§ **What you need to do**
1. In the notebook on evaluating the enriched ToposText annotation for Book 4, which column names appear in brackets after Enriched_ToposText_Book4?
2. Could you carry on the notebook on evaluating the enriched ToposText annotation for Book 4 from the point where it stops?

§ **Source extract**
# Evaluation of the Enriched ToposText Annotation in Book 4

We performed an evaluation of the enriched ToposText annotation by calculating Precision, Recall, and F1 Score. By combining the results of the ToposText annotation with the output of the Flair ner-large system, the Recall of the ToposText annotation significantly improved from 0.671 to 0.968, accompanied by a substantial reduction in false negatives from 635 to 61. On the other hand, the Precision exhibited a slight decrease from 0.991 to 0.949, leading to an increase in false positives from 11 to 99.

Overall, there is a notable enhancement in the annotation quality, as evidenced by the F1 Score which progressed from 0.800 to 0.958.

In [1]:
import pandas as pd

In [2]:
## open the Gold Standard of Book 4 (18,664 rows)
GoldStandard_Book4 = pd.read_excel("/Users/u0154817/OneDrive - KU Leuven/Documents/KU Leuven/PhD project 'Greek Spaces in Roman Times'/Data_Extraction/Outputs/1.4.GoldStandard_Book4.xlsx")

In [3]:
len(GoldStandard_Book4)

18664

In [4]:
## open the file containing the enriched ToposText annotation (18,664 entries)
Enriched_ToposText_Book4 = pd.read_csv("/Users/u0154817/OneDrive - KU Leuven/Documents/KU Leuven/PhD project 'Greek Spaces in Roman Times'/Data_Extraction/Outputs/3.2.Enriched_ToposText_Book4.csv")

In [5]:
len(Enriched_ToposText_Book4)

18664

In [6]:
## append the Gold Standard to the dataset of the enriched ToposText annotation
Enriched_ToposText_Book4['Manual_Annotation'] = GoldStandard_Book4['Manual_Annotation']

**Compute True Positive and False Negatives including partial matches**

In [7]:
True_Positives = [] ## create a list of true positives
False_Negatives = [] ## create a list of false negatives

In [8]:
for index, manual_annotation in enumerate(Enriched_ToposText_Book4['Manual_Annotation']): ## for each token
        
    if manual_annotation == 'B-LOC': ## for each B-LOC entity in the Gold Standard
        
        ## create a tuple containing the reference and start position
        reference_startpos = (Enriched_ToposText_Book4['Reference'][index], Enriched_ToposText_Book4['Start_pos'][index])
        
        if len(Enriched_ToposText_Book4['ToposText_update'][index]) > 1: ## if the enriched ToposText contains an annotation
            True_Positives.append(reference_startpos) ## it is a true positive
            
        else: ## if the the enriched ToposText does not contain an annotation
            
            if Enriched_ToposText_Book4['Manual_Annotation'][index+1] != 'I-LOC': ## if B-LOC is not followed by I-LOC
                False_Negatives.append(reference_startpos) ## it is a false negative
            
            else: ## if B-LOC is followed by I-LOC
                
                flag = False
                
                for n in range(1,100):
                    
                    if Enriched_ToposText_Book4['Manual_Annotation'][index+n] == 'I-LOC': ## inside the multi-word LOC entity
                        
                        if len(Enriched_ToposText_Book4['ToposText_update'][index+n]) > 1: ## the enriched ToposText contains an annotation
                            True_Positives.append((Enriched_ToposText_Book4['Reference'][index+n], Enriched_ToposText_Book4['Start_pos'][index+n])) ## it is a true positive
                            flag = True
                            break
                            
                    else: break
                        
                if flag == False: ## no entity was predicted in the span
                    False_Negatives.append(reference_startpos) ## it is a false negative

In [9]:
len(True_Positives)

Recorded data
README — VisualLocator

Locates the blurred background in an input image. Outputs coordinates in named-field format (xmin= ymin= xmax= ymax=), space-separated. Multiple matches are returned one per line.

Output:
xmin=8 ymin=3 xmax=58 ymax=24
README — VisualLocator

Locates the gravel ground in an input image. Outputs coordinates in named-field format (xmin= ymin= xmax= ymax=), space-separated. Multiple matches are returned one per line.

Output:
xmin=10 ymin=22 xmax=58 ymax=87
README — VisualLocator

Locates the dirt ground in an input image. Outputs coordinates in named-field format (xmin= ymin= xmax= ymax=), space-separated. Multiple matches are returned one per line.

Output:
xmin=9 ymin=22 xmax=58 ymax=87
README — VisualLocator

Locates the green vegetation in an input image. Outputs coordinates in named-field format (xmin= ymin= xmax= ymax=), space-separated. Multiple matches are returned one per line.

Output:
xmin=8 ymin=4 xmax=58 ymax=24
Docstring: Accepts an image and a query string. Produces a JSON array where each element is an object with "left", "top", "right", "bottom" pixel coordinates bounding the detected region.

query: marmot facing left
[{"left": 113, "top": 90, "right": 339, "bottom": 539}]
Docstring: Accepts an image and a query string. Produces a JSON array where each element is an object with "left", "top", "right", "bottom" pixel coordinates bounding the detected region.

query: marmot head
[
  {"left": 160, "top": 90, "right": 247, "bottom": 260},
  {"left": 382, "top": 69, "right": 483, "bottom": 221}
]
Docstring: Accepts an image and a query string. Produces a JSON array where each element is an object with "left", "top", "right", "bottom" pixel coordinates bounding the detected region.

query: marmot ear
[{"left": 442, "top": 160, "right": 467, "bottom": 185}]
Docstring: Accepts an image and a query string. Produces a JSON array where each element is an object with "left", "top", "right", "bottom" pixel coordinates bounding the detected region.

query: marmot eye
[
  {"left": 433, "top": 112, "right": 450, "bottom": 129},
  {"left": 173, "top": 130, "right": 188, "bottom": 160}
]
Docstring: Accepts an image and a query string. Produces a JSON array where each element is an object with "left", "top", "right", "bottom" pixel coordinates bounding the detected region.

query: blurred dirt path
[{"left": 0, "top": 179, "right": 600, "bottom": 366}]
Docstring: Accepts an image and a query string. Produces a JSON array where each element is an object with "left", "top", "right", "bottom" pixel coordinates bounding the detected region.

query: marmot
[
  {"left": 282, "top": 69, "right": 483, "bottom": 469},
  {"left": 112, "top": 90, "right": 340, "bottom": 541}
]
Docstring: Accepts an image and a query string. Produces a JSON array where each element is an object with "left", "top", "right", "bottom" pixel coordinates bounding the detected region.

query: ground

§ **Exercise results**
1.
- Manual_Annotation
- Reference
- Start_pos
- ToposText_update

2.
1870

In [10]:
len(False_Negatives)

61

**Compute False Positives**

In [11]:
False_Positives = [] ## create a list of false positives

In [12]:
for index, ToposText_annotation in enumerate(Enriched_ToposText_Book4['ToposText_update']):
        
    if 'B-' in ToposText_annotation: ## for each B-place ToposText annotation
        
        ## create a tuple containing the reference and start position
        reference_startpos = (Enriched_ToposText_Book4['Reference'][index], Enriched_ToposText_Book4['Start_pos'][index])
        
        if len(Enriched_ToposText_Book4['Manual_Annotation'][index]) == 1: ## if the Gold Standard does not contain an entity
            
            if 'I-' not in Enriched_ToposText_Book4['ToposText_update'][index+1]: ## if B-place is not followed by I-place
                False_Positives.append(reference_startpos) ## it is a false positive
        
        else: ## if B-place is followed by I-place
            
            flag = False
            
            for n in range(1,100):
                
                if 'I-' in Enriched_ToposText_Book4['ToposText_update'][index+1]: ## inside the multi-word place annotation
                    
                    if len(Enriched_ToposText_Book4['Manual_Annotation'][index+n]) > 1: ## the Gold Standard contains an entity
                        flag = True
                        break
                        
                else: break
                        
                if flag == False:
                    False_Positives.append(reference_startpos) ## it is a false positive

In [13]:
len(False_Positives)

99

The enriched ToposText annotation has a Precision of 0.949.

In [14]:
## calculate precision

Precision = len(True_Positives) / (len(True_Positives) + len(False_Positives))
Precision

0.9497206703910615

The enriched ToposText annotation has a Recall of 0.968.

In [15]:
## calculate recall

Recall = len(True_Positives) / (len(True_Positives) + len(False_Negatives))
Recall

0.9684101501812532

The enriched ToposText annotation has a F1 Score of 0.958.

In [16]:
## calculate F1 Score

F1 = 2 * (Precision * Recall) / (Precision + Recall)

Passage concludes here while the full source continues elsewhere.